- [Exercise directions]: Please copy everything in the Mannheim MBA blog post below from "I’m writing this" down to "on the program.", word for word.

- [Excerpt]:
Archive | December, 2013

Sports & MBA ?!

12 Dec

I wish I could write this blog as a plan on what to expect from joining the Mannheim MBA program but the truth is that it is the unexpected that is the only certainty in the program, and trust me, that is a great thing! While there is obvious apprehension prior to commencing the program, leaving the professional world and embarking on a highly challenging journey, this feeling is soon put to bed once you understand that your teammates and soon to be lifelong friends all find themselves in the same situation. The mentality of all ‘being in it together’ is one that definitely lends itself to bringing the class close together from the very first meeting.
I’m writing this post three months into the program and looking back I really can’t understand where the time has gone. There has been induction, classes, exams, late night study sessions, projects, and the always entertaining group assignments! While I could give a run-down of the academic portion of the program it’s important to also describe another critical aspect of the program and that is the out of class experiences that are critical to our development as business leaders in a culturally diverse world. Two of these areas I would like to shed some light on is the social and sporting aspects on the program.
The question that is often posed to international managers is how to integrate a culturally diverse team? After three months of the MBA and being in a class that registers twenty three different nationalities out of sixty students, I think we may have discovered the formula and that includes equal parts sport, and as President Obama would describe it, equal parts ‘Beer Diplomacy’. You may question how important sports are during an MBA program but we quickly got this answer during the official introduction with Mannheim’s Business School President when he stated that our degree could only be guaranteed if we retained the Rowing Cup that last year’s group finally won after a long six year draught! To this point I still don’t know if it was a joke, but what is apparent is that the team is not taking any chances and we are all training like our graduation depends on it!

- [Records shown]:
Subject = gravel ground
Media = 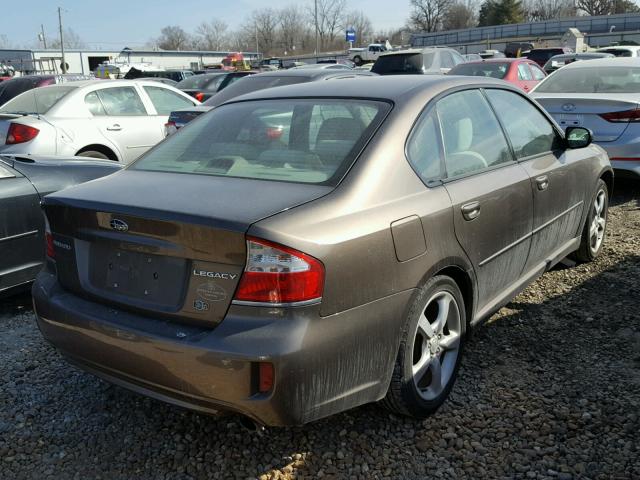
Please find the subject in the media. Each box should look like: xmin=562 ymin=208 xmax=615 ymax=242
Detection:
xmin=0 ymin=183 xmax=640 ymax=480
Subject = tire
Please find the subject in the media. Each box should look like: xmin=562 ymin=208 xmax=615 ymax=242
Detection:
xmin=573 ymin=179 xmax=609 ymax=263
xmin=77 ymin=150 xmax=110 ymax=160
xmin=382 ymin=276 xmax=467 ymax=418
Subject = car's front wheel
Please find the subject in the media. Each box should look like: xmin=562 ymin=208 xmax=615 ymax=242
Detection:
xmin=383 ymin=276 xmax=466 ymax=418
xmin=575 ymin=179 xmax=609 ymax=262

- [Response below]:
I’m writing this post three months into the program and looking back I really can’t understand where the time has gone. There has been induction, classes, exams, late night study sessions, projects, and the always entertaining group assignments! While I could give a run-down of the academic portion of the program it’s important to also describe another critical aspect of the program and that is the out of class experiences that are critical to our development as business leaders in a culturally diverse world. Two of these areas I would like to shed some light on is the social and sporting aspects on the program.